Langkah yang Diperlukan:
**A)** Dalam teks tentang introspeksi diri, aspek apa yang disebut sebagai pusat, inti, bahkan hakekat dari kemanusiaan?
**B)** Ubah semua baris entri anotasi kotak pembatas di bawah menjadi CSV dua kolom bernama instruksi dan jawaban, dengan satu baris CSV untuk setiap baris data. Tempatkan setiap nilai dalam satu bidang berkutip dan ganti jeda baris dengan spasi.

Introspeksi diri dapat kita lakukan dengan cara sistematis. Kita seyogianya mulai memahami bahwa terdapat peta kemanusiaan dalam diri yang terdiri dari aspek kalbu sebagai pusat, inti, bahkan hakekat dari kemanusiaan itu sendiri. Keberadaan kalbu menyadarkan kita pada hubungan vertikal antara diri dan Tuhan Yang Maha Esa. Tanyakan dalam diri, seberapa dalamkah penghayatan kita tentang hubungan vertikal ini selama ini? Upaya apakah yang telah kita lakukan guna menguatkan hubungan vertikal ini dengan harapan peningkatan kokohnya penghayatan eksistensi diri kita, sebagai pribadi otonom.

  • Aspek kognisi. Seberapa jauhkah prestasi intelektual yang selama ini sudah kita raih. Sudahkah kita memanfaatkan potensi intelektual kita secara optimal?
  • Aspek konasi. Seberapa tekunkah kita dalam berupaya meraih prestasi kerja optimal? Apakah kita tipe orang yang terlalu cepat merasa puas dengan apa adanya. Sejauh mana kita berupaya meningkatkan ketekunan berusaha untuk bisa meraih prestasi optimal?

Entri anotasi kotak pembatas
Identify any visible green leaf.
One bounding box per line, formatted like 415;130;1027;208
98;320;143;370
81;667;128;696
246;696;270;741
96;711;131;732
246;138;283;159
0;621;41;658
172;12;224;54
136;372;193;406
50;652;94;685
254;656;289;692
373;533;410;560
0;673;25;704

Jawaban Latihan:
**A)** Aspek kalbu.

**B)**
instruksi,jawaban
"Identify any visible green leaf. One bounding box per line, formatted like 415;130;1027;208","98;320;143;370 81;667;128;696 246;696;270;741 96;711;131;732 246;138;283;159 0;621;41;658 172;12;224;54 136;372;193;406 50;652;94;685 254;656;289;692 373;533;410;560 0;673;25;704"